### 練習問題 A
ページ抜粋の「殊能 ちがうよ。発表された時点ですでに古くさかったからだ(笑)。」から「時すでに遅しなんですが……。」までを書き写し、「ケアレスミス」を「うっかりミス」に置き換えてください。
### 練習問題 B
次の(i)と(ii)がページ抜粋の内容と一致するかどうかを「はい」か「いいえ」で答え、判断の決め手となる箇所をそのまま引用してください。
(i) M・P・シールがザレスキー物の第1作を発表したのは1895年である。
(ii) 「眠れる乙女ポリィ・チャームズ」の翻訳者はインタビュアーである。

### ページ抜粋
════

殊能 ちがうよ。発表された時点ですでに古くさかったからだ(笑)。
 きみがやった「眠れる乙女ポリィ・チャームズ」("Polly Charms, The Sleeping Woman")のインチキ翻訳を読んで、どなたかが「プリンス・ザレスキーを連想した」と感想を書いてらっしゃっただろ? M・P・シールがザレスキー物の第1作を発表したのは、1895年だぜ。そんな小説を1975年に書くってのは、時代錯誤以外のなにものでもないよ。

《引用終》

 ところが、「眠れる乙女ポリィ・チャームズ」の翻訳者は殊能さんご自身なのです。これではインタビュアーの方が翻訳したようになってしまっています。上手の手から水が漏れると言いますか、あきらかに自作自演のケアレスミスですね。まあ今頃気づいても、時すでに遅しなんですが……。
 

「蛇の卵」2-5-2(間奏)

════

### データ項目

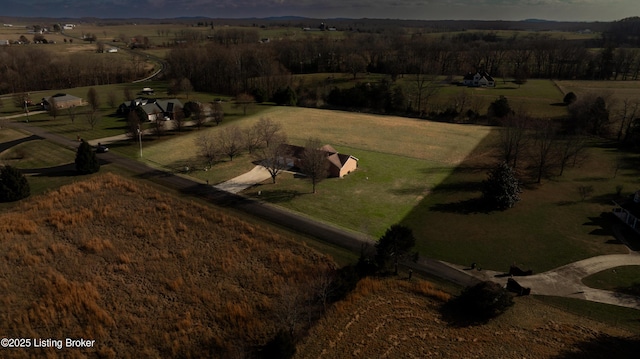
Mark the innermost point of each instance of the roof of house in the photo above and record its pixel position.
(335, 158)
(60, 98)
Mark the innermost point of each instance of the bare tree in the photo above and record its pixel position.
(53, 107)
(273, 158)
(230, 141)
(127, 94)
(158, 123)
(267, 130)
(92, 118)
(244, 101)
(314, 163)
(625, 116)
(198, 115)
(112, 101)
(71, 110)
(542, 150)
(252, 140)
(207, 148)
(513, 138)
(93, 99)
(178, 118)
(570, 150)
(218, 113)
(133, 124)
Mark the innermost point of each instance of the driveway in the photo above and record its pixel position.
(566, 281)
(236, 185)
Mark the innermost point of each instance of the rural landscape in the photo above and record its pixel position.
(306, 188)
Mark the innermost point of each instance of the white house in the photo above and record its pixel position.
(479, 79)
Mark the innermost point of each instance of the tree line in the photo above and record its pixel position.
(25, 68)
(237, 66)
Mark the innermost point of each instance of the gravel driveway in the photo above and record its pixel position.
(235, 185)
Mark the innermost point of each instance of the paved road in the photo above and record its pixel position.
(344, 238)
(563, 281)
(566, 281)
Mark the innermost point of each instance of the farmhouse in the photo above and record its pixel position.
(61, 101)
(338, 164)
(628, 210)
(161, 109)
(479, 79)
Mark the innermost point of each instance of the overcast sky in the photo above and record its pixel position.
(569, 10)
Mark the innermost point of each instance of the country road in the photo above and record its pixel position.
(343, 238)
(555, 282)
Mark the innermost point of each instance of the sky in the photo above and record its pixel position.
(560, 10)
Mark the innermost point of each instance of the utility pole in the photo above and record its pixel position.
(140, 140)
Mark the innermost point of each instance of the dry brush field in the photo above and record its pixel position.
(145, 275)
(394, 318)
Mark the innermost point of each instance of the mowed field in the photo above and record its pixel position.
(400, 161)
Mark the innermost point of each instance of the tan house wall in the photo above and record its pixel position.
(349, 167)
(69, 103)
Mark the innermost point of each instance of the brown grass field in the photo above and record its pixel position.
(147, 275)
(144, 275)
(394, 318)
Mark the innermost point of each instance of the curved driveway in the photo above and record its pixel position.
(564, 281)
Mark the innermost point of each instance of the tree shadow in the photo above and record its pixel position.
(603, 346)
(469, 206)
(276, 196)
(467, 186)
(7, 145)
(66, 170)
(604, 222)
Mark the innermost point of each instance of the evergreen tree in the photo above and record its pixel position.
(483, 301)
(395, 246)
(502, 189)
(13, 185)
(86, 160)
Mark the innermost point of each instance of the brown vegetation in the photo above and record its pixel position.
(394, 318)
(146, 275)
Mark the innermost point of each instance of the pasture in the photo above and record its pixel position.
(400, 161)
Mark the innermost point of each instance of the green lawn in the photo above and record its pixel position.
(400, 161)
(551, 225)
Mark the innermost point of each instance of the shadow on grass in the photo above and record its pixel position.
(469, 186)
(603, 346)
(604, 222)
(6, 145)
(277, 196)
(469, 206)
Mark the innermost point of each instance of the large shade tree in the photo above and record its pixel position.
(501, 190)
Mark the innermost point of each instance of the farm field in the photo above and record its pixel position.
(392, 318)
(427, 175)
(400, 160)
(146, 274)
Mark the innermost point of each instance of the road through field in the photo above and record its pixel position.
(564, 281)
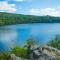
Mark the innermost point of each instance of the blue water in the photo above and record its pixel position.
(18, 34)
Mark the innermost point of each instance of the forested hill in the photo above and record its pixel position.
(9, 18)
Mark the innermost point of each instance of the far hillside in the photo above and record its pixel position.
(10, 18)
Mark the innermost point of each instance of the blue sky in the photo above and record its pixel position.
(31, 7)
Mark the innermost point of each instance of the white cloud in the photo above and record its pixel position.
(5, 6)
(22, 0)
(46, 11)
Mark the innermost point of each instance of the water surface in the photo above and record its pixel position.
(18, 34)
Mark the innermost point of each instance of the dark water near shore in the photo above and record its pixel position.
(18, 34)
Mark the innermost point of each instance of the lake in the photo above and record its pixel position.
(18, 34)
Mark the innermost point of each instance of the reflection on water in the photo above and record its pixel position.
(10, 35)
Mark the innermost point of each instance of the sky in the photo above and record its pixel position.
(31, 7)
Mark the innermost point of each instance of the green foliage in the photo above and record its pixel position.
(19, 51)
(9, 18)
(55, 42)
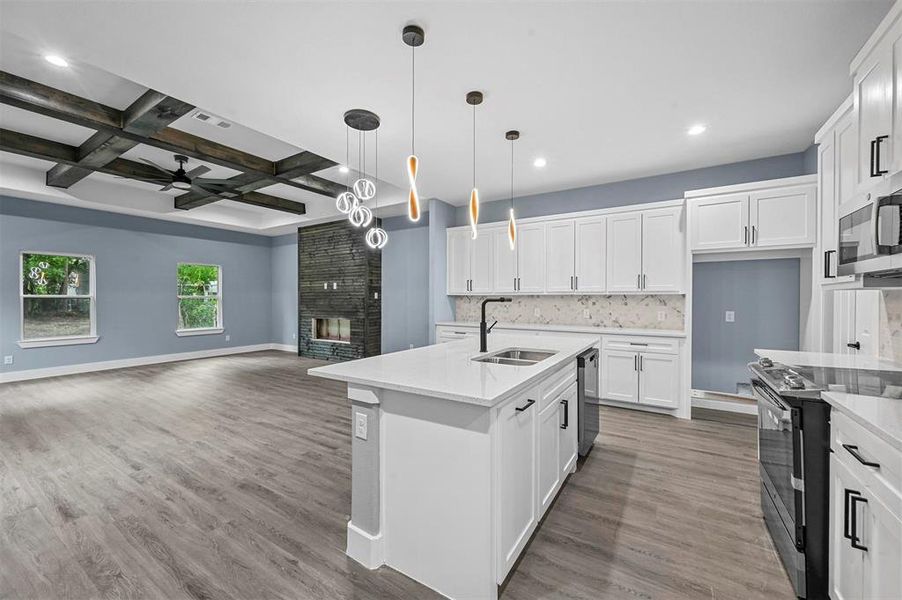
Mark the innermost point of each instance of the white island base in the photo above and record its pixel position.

════

### 練習問題の解答 A
殊能 ちがうよ。発表された時点ですでに古くさかったからだ(笑)。
 きみがやった「眠れる乙女ポリィ・チャームズ」("Polly Charms, The Sleeping Woman")のインチキ翻訳を読んで、どなたかが「プリンス・ザレスキーを連想した」と感想を書いてらっしゃっただろ? M・P・シールがザレスキー物の第1作を発表したのは、1895年だぜ。そんな小説を1975年に書くってのは、時代錯誤以外のなにものでもないよ。

《引用終》

 ところが、「眠れる乙女ポリィ・チャームズ」の翻訳者は殊能さんご自身なのです。これではインタビュアーの方が翻訳したようになってしまっています。上手の手から水が漏れると言いますか、あきらかに自作自演のうっかりミスですね。まあ今頃気づいても、時すでに遅しなんですが……。

### 練習問題の解答 B
(i) はい。「M・P・シールがザレスキー物の第1作を発表したのは、1895年だぜ」
(ii) いいえ。「「眠れる乙女ポリィ・チャームズ」の翻訳者は殊能さんご自身なのです」